*Source text:*
BEGIN
Chris Dewey of Bridgman spent much of the sunny afternoon of April 26 riding the wind on a longboard skateboard in a parking lot at Warren Dunes State Park.

Dewey, who made the hand-held sail he used for “sail-skating” out of PVC pipe and polyester, said he’s been sail-skating and kiteboarding (being pulled on the board by a five-meter kite) for about 10 years.

And lately he’s been spending a lot of time at the State Park, even making the trip there and back on the board April 26.


Paul Antrim (who described himself as “one of the guys who works the garden”) wasn’t just gardening on Saturday, May 2.

Antrim also spent some time getting a refuse can ready for the Three Oaks Community Garden’s imminent growing season. He explained that there had only been a recycling bin onsite before, and it ended being filled up with a lot more garbage than recyclables.

Antrim has four plots in the garden, with his garlic (planted in the fall) along with potatoes and onions  already growing since they are more resistant to frost.

He said plants that prefer warmer weather (such as tomatoes, sweet peppers and beets) won’t go in until May 22.

“That was my father’s date. He was a farmer and he never wanted anything up before then. And that’s what his father did.”

Antrim said a delivery of compost just arrived (one of the perks of being in a community garden).

But those wishing to get in on those perks may have to wait.

“All of our beds are rented out,” Antrim noted.

Theresa Koeller has a bed of strawberries planted three years ago that are doing well this spring.

On May 2 she was getting another bed ready for zucchini and tomatoes.

Koeller said she enjoys working in the community garden and “getting a tan.”


Sean Binder and Mark Soper spent the morning of April 23 playing disc golf at Lake Township Park.

“We’re out here a few times a week” (even before the pandemic), noted BInder.

He said they see a lot of people on the course at Lake Township Park, although they were alone Thursday morning (disc golfers may not all be early risers).


Doing some weeding at the Planting Field garden, located at the Chikaming Park and Preserve, on April 23 was Amy Rauhut.
END
*Raw data:*
BEGIN
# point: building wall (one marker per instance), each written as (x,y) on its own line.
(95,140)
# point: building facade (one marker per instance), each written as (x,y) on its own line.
END
*Exercise:* According to the text about local outdoor activities, until what date does Paul Antrim wait before putting in warm-weather plants such as tomatoes?

*Written solution:* May 22.